- _What to work on_
Only the lines from the start of the data to the line containing "Exercise. Put one point on each instance of the red lantern", both included, should be output, exactly and without pictures.

______

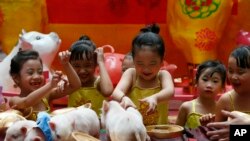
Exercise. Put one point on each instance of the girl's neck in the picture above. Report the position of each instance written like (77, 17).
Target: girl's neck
(89, 83)
(147, 83)
(242, 97)
(23, 93)
(206, 101)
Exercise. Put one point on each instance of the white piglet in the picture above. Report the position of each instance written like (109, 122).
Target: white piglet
(18, 130)
(121, 124)
(81, 119)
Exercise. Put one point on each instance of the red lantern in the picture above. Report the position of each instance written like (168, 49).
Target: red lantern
(243, 38)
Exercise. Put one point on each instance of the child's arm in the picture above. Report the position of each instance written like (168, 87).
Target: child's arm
(182, 115)
(123, 87)
(105, 84)
(73, 83)
(222, 104)
(35, 97)
(166, 92)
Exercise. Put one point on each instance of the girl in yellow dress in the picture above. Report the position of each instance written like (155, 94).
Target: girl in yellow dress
(27, 72)
(84, 59)
(146, 86)
(210, 81)
(239, 76)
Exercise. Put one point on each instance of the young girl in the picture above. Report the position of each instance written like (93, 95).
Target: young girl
(239, 76)
(127, 62)
(27, 72)
(85, 58)
(210, 80)
(146, 86)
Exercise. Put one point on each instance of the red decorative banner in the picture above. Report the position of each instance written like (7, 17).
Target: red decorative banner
(107, 11)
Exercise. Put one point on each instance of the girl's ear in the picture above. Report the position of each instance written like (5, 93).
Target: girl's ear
(52, 126)
(105, 106)
(16, 79)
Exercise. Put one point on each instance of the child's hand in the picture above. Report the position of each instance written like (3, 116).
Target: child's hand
(64, 56)
(63, 84)
(57, 76)
(152, 103)
(127, 102)
(100, 56)
(207, 118)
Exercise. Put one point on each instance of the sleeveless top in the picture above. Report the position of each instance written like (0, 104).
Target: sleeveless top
(87, 95)
(160, 115)
(193, 119)
(232, 103)
(31, 114)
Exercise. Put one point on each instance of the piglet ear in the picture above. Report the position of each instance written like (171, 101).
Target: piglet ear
(105, 106)
(73, 124)
(87, 105)
(23, 130)
(52, 126)
(25, 45)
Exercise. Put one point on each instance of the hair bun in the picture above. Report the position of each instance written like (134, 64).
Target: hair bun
(84, 37)
(151, 28)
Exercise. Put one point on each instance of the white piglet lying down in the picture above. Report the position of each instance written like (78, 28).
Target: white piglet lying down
(121, 124)
(18, 130)
(81, 119)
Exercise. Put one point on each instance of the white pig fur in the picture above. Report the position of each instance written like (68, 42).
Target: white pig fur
(81, 119)
(46, 44)
(121, 124)
(18, 130)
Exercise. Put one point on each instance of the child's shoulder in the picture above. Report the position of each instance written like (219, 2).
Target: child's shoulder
(226, 96)
(187, 104)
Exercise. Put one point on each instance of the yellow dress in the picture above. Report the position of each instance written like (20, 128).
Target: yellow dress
(232, 103)
(31, 114)
(87, 95)
(193, 118)
(161, 113)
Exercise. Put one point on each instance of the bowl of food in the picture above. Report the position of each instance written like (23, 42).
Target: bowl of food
(165, 131)
(80, 136)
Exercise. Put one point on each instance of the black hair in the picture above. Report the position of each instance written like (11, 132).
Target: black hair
(151, 28)
(216, 67)
(242, 56)
(83, 46)
(20, 58)
(154, 41)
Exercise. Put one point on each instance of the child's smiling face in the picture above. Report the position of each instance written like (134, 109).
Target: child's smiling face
(31, 76)
(147, 63)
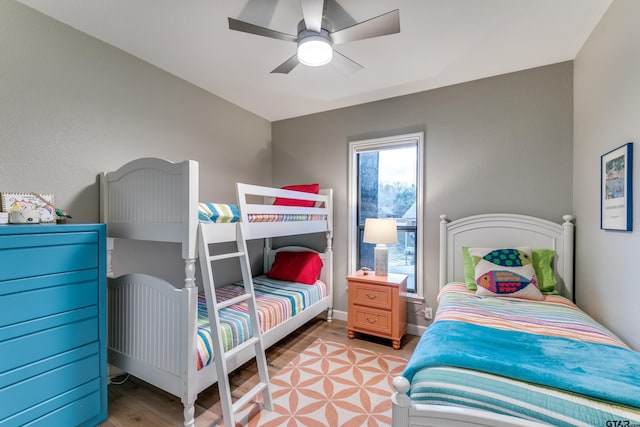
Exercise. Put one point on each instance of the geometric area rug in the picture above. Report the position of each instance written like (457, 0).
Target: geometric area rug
(330, 384)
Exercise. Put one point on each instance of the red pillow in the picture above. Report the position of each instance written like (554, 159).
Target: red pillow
(302, 267)
(306, 188)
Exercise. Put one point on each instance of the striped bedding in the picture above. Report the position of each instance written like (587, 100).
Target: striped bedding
(556, 316)
(224, 212)
(277, 301)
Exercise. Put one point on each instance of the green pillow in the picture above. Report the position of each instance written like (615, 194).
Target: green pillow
(469, 272)
(542, 264)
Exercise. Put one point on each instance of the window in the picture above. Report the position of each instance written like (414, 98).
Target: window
(385, 181)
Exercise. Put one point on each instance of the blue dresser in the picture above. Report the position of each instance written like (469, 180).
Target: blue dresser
(53, 365)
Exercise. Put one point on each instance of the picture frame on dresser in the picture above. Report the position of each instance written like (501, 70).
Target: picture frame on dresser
(616, 168)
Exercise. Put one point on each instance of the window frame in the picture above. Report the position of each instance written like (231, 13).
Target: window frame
(376, 144)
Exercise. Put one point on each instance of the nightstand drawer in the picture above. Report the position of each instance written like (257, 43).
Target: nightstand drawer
(372, 320)
(372, 296)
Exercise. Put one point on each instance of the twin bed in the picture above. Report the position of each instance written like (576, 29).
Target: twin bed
(514, 361)
(159, 331)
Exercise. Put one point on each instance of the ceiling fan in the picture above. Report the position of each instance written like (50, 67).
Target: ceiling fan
(325, 24)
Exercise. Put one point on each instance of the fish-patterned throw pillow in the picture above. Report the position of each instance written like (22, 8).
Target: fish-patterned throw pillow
(505, 272)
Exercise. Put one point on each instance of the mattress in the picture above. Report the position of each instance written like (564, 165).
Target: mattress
(277, 301)
(482, 389)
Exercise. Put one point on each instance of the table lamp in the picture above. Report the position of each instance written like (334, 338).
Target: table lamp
(381, 231)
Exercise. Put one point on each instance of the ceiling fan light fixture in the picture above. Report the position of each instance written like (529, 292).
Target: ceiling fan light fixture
(315, 50)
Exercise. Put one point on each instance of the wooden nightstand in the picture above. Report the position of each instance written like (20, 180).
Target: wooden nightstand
(378, 305)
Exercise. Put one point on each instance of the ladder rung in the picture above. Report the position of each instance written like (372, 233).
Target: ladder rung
(229, 354)
(226, 256)
(258, 388)
(234, 300)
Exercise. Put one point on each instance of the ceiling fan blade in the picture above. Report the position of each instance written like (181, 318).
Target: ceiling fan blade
(287, 65)
(312, 12)
(246, 27)
(388, 23)
(258, 11)
(344, 64)
(338, 17)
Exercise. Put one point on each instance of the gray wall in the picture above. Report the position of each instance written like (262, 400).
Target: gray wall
(502, 144)
(72, 106)
(607, 115)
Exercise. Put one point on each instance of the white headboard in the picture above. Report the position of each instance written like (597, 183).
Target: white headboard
(507, 230)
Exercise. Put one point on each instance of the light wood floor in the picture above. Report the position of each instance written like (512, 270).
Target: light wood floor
(135, 403)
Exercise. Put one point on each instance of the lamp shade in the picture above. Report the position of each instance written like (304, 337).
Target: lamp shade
(380, 230)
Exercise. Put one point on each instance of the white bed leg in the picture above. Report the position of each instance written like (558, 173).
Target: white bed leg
(189, 414)
(189, 272)
(110, 244)
(400, 402)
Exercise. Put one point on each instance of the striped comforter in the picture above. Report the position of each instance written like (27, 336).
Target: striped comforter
(277, 301)
(225, 212)
(555, 317)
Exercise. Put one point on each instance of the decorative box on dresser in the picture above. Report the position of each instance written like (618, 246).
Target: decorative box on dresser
(377, 305)
(53, 366)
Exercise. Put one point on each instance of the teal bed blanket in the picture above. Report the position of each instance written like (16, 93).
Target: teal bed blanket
(599, 371)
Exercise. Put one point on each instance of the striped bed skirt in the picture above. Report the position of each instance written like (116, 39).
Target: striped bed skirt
(277, 302)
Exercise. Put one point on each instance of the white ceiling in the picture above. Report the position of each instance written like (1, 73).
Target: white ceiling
(442, 42)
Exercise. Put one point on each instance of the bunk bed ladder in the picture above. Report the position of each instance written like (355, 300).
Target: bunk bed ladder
(229, 408)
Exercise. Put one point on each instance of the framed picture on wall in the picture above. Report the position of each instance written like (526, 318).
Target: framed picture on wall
(616, 167)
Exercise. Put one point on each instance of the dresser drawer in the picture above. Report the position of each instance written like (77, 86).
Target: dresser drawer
(42, 297)
(372, 320)
(372, 296)
(47, 253)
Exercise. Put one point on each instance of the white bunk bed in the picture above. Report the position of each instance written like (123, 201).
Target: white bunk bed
(453, 394)
(153, 323)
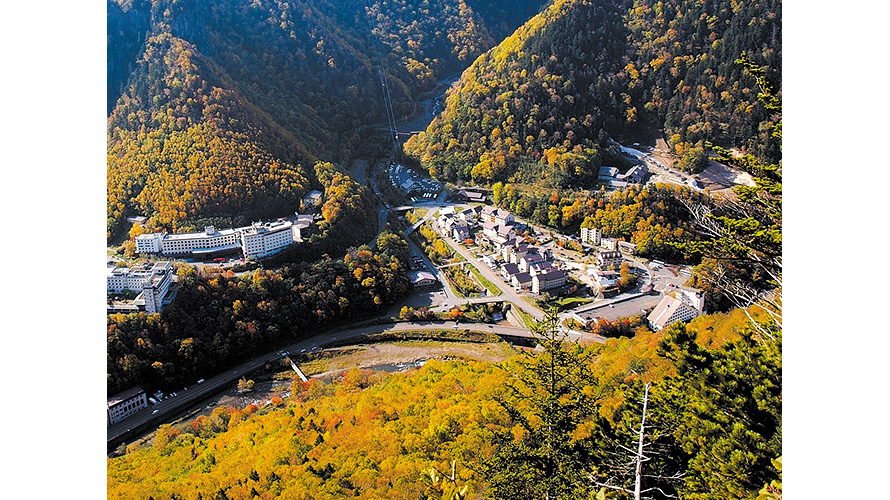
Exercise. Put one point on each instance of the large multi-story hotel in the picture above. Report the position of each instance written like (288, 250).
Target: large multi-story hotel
(124, 404)
(153, 283)
(254, 241)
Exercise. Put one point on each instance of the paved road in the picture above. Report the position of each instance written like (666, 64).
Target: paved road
(507, 291)
(148, 418)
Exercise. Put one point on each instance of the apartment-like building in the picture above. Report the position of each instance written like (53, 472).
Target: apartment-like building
(521, 281)
(591, 235)
(608, 259)
(548, 281)
(254, 241)
(124, 404)
(528, 260)
(153, 283)
(497, 215)
(609, 243)
(687, 304)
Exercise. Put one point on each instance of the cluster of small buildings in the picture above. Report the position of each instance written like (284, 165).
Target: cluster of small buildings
(614, 179)
(254, 241)
(521, 265)
(683, 304)
(154, 285)
(593, 236)
(418, 188)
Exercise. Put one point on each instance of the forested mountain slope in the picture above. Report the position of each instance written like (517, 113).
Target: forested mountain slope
(551, 423)
(221, 108)
(586, 70)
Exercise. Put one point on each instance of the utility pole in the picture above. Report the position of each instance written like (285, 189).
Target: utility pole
(639, 479)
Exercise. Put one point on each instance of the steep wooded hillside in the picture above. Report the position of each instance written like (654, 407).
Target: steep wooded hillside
(586, 70)
(510, 432)
(220, 109)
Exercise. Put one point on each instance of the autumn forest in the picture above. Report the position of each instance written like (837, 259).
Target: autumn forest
(230, 111)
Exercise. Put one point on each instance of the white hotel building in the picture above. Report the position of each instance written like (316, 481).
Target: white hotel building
(153, 283)
(255, 241)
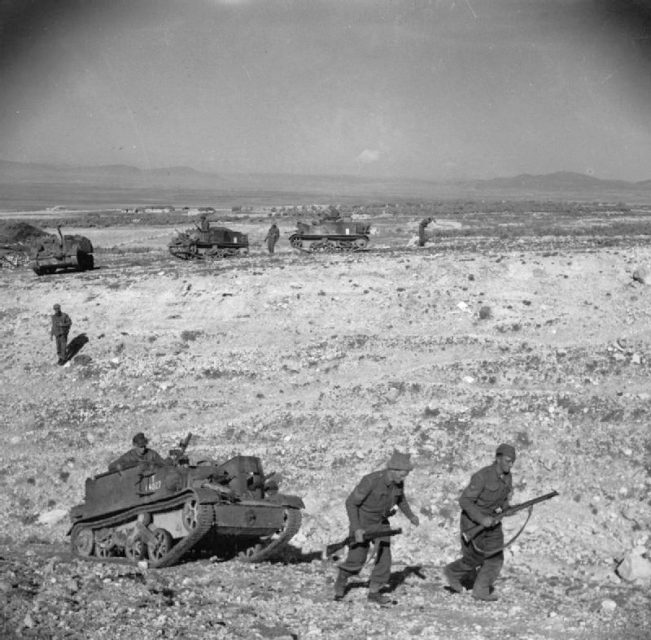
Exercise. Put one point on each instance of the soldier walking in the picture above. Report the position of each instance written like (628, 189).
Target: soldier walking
(370, 504)
(60, 328)
(422, 237)
(272, 237)
(487, 495)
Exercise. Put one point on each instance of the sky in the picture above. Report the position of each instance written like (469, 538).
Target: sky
(431, 89)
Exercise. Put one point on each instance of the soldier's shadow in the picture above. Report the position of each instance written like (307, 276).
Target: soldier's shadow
(398, 577)
(75, 346)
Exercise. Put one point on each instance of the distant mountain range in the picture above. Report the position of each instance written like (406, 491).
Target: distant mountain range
(122, 179)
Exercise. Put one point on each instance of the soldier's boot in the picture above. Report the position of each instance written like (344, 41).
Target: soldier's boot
(483, 587)
(453, 580)
(378, 598)
(340, 585)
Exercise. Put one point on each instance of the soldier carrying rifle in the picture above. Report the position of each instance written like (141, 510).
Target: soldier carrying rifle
(369, 507)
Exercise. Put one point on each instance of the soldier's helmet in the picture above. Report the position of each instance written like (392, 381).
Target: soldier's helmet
(506, 450)
(139, 440)
(400, 461)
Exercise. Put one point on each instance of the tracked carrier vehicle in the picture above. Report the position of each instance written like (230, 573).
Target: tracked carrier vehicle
(216, 242)
(164, 513)
(50, 253)
(330, 236)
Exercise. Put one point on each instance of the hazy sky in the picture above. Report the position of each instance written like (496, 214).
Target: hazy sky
(413, 88)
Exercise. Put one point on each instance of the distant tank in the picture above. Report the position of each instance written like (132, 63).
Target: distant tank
(208, 242)
(50, 253)
(330, 236)
(161, 514)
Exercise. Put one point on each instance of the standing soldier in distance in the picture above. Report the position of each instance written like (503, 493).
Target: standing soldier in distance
(204, 225)
(272, 237)
(487, 495)
(60, 328)
(370, 504)
(139, 454)
(422, 238)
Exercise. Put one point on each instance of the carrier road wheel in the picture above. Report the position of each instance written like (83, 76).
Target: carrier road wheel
(104, 549)
(190, 515)
(160, 546)
(135, 549)
(82, 541)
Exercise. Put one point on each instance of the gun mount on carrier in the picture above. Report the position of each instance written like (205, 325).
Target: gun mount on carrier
(50, 253)
(330, 236)
(215, 242)
(162, 513)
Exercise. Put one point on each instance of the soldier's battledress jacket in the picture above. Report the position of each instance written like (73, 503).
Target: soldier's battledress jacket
(373, 498)
(488, 492)
(60, 324)
(132, 458)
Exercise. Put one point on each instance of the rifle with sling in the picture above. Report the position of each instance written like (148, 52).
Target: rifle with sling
(177, 456)
(469, 534)
(369, 536)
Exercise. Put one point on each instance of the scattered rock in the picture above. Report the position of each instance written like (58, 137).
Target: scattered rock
(641, 275)
(635, 567)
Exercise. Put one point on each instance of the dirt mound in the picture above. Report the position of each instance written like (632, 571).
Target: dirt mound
(15, 231)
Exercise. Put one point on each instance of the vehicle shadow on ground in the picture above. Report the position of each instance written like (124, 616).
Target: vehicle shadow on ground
(295, 555)
(75, 346)
(397, 578)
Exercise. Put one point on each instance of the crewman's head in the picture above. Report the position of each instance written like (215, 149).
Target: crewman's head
(399, 465)
(505, 457)
(139, 441)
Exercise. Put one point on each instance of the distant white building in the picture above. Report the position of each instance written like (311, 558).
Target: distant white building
(159, 208)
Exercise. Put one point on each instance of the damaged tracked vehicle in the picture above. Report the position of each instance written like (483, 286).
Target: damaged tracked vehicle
(50, 253)
(212, 242)
(330, 236)
(163, 513)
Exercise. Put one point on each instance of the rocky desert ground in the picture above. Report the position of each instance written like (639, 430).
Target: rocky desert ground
(321, 365)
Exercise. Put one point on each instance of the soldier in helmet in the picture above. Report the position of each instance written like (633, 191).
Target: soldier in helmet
(60, 328)
(204, 225)
(422, 237)
(487, 495)
(370, 504)
(140, 454)
(272, 237)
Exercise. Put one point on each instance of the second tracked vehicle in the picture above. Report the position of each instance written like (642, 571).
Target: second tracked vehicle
(163, 513)
(330, 236)
(50, 253)
(211, 243)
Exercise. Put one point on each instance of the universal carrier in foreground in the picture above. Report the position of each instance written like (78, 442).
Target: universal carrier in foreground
(163, 513)
(50, 253)
(216, 242)
(330, 236)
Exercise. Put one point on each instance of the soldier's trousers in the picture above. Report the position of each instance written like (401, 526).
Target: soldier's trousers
(476, 558)
(62, 345)
(356, 559)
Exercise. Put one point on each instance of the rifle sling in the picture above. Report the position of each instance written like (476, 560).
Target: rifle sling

______

- _Exercise response_
Exercise. Put one point on each instance of the girl's neck in the picture above. Report the position of each instance written like (77, 17).
Target: girl's neck
(89, 83)
(147, 83)
(242, 97)
(23, 93)
(206, 101)
Exercise. Put one point on each instance of the white piglet in the picture above. Report the position of each instance written like (109, 122).
Target: white piglet
(18, 130)
(121, 124)
(81, 119)
Exercise. Put one point on each instance of the red lantern in the picture above. Report the position of each instance written like (168, 49).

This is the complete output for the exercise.